EXERCISE —
Repeat exactly the lines below that lie between the line with "Target: dam spillway" and the line with "Report one point per instance of the green grass", counting both of those lines as part of the answer.

Items listed in a dataset
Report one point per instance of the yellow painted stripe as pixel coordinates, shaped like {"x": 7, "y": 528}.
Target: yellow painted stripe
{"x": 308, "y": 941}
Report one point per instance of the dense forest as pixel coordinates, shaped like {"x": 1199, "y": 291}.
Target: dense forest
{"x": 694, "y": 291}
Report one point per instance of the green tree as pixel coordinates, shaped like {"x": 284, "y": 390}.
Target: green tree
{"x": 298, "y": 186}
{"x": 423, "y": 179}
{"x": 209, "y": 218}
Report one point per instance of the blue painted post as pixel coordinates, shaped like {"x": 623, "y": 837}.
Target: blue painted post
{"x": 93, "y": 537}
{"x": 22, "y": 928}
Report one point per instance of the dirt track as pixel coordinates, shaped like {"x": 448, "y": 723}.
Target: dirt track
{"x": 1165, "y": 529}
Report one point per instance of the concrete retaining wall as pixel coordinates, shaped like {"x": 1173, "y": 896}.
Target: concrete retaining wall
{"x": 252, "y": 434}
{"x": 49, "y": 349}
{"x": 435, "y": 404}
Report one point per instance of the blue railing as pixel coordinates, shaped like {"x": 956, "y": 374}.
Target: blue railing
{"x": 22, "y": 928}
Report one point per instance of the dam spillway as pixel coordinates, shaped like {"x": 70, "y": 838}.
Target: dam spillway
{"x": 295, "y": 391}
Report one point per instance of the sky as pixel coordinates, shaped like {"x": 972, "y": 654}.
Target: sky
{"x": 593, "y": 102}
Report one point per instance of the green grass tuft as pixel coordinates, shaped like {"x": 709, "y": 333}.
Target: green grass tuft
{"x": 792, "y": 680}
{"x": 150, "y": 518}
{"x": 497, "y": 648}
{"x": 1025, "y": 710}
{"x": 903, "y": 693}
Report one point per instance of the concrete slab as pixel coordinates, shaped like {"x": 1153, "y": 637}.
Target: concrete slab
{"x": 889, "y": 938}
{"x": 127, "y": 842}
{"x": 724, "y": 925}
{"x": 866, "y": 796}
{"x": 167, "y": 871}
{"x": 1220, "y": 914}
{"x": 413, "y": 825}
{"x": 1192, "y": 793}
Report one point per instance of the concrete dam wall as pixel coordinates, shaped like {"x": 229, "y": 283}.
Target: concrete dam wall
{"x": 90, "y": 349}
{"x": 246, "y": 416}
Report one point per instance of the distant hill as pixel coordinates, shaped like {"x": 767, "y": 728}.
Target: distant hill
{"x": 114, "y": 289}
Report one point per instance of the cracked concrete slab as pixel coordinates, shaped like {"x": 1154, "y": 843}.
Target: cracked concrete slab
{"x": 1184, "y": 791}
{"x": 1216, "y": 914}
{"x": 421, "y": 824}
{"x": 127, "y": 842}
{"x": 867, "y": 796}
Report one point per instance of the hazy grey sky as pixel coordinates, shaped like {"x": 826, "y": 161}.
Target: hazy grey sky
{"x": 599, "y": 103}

TASK ANSWER —
Target: dam spillway
{"x": 295, "y": 391}
Report one point per instance of the sky as pixel coordinates, shaped like {"x": 972, "y": 654}.
Target: sky
{"x": 593, "y": 102}
Report one point per instance of the green grass tuft as pixel coordinates, shaped like {"x": 709, "y": 333}.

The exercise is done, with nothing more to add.